====== DOCUMENT TEXT

Relations with Commutators

Proposition. For all $x,y,z$ in a group, the following relations hold:

  • $(x,yz) = (x,z)(x,y)^z = (x,z)(z,(y,x))(x,y)$;
  • $(xy,z) = (x,z)^y (y,z) = (x,z)((x,z),y)(y,z)$;
  • $(x^y,(y,z))(y^z,(z,x))(z^x,(x,y)) = e$;
  • $(x,yz)(z,xy)(y,zx) = e$;
  • $(xy,z)(yz,x)(zx,y) = e$.

Proof. For the first equation, we note that \[(x,yz) = x^{-1}z^{-1}y^{-1}xyz = (x^{-1}z^{-1}xz)z^{-1}(x^{-1}y^{-1}xy)z = (x,z) (x,y)^z .\] From the earlier relations, \[(x,y)^z = (z,(x,y)^{-1})(x,y) = (z,(y,x))(x,y) ,\] hence the relation. The second equation follows from the first by passing to inverses.

============
====== ENTRIES

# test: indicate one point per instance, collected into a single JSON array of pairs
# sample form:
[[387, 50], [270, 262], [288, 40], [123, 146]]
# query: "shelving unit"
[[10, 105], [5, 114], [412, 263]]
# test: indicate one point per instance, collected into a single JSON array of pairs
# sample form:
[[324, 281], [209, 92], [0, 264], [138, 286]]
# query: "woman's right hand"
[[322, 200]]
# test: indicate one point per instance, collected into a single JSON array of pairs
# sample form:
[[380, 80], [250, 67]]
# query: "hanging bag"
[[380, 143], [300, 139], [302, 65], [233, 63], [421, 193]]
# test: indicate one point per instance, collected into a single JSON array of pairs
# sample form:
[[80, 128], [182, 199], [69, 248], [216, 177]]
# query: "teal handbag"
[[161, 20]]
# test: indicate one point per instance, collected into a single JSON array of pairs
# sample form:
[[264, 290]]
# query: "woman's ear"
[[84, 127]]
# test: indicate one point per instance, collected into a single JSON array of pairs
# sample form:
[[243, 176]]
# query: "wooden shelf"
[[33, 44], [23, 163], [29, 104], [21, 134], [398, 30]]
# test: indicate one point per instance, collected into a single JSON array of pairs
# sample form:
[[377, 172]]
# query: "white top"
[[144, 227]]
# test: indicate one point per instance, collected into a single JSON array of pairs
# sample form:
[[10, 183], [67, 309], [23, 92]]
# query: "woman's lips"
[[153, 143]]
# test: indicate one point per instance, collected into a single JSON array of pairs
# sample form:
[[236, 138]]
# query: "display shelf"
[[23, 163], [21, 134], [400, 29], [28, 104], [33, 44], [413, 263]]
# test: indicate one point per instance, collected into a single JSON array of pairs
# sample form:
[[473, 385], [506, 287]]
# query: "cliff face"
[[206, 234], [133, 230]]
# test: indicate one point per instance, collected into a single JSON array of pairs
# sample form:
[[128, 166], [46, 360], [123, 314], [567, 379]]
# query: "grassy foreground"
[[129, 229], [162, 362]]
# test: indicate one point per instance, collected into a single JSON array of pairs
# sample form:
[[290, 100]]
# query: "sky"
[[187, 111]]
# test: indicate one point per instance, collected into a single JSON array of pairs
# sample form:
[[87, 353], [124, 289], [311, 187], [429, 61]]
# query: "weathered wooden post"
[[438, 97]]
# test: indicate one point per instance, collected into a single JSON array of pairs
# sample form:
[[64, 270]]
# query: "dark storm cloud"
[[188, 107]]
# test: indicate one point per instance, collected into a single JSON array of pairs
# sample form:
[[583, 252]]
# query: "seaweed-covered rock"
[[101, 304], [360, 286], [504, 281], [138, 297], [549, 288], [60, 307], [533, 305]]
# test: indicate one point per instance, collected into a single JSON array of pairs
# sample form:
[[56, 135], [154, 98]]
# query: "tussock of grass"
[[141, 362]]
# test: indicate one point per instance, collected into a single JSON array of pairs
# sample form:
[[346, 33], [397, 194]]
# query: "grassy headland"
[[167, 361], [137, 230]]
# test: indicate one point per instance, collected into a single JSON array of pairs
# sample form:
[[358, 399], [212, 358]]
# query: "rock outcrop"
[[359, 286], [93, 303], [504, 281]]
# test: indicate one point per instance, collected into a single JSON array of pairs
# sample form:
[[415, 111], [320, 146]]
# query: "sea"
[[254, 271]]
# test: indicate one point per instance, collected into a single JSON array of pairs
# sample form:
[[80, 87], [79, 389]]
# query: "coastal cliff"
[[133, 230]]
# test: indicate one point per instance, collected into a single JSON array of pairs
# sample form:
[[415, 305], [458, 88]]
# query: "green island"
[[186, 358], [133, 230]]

============

▸ **GOAL**: Decide whether each statement agrees with the passage on commutator relations, answering yes or no and quoting the words of the passage that settle it: (a) the relations are claimed to hold for every choice of $x,y,z$ in a group; (b) the second equation is proved by expanding it directly, independently of the first; (c) the proof of the first equation draws on relations established earlier. These entries were taken from a separate source.

▸ **THE RESPONSE**:
(a) Yes: "For all $x,y,z$ in a group, the following relations hold"
(b) No: "The second equation follows from the first by passing to inverses."
(c) Yes: "From the earlier relations"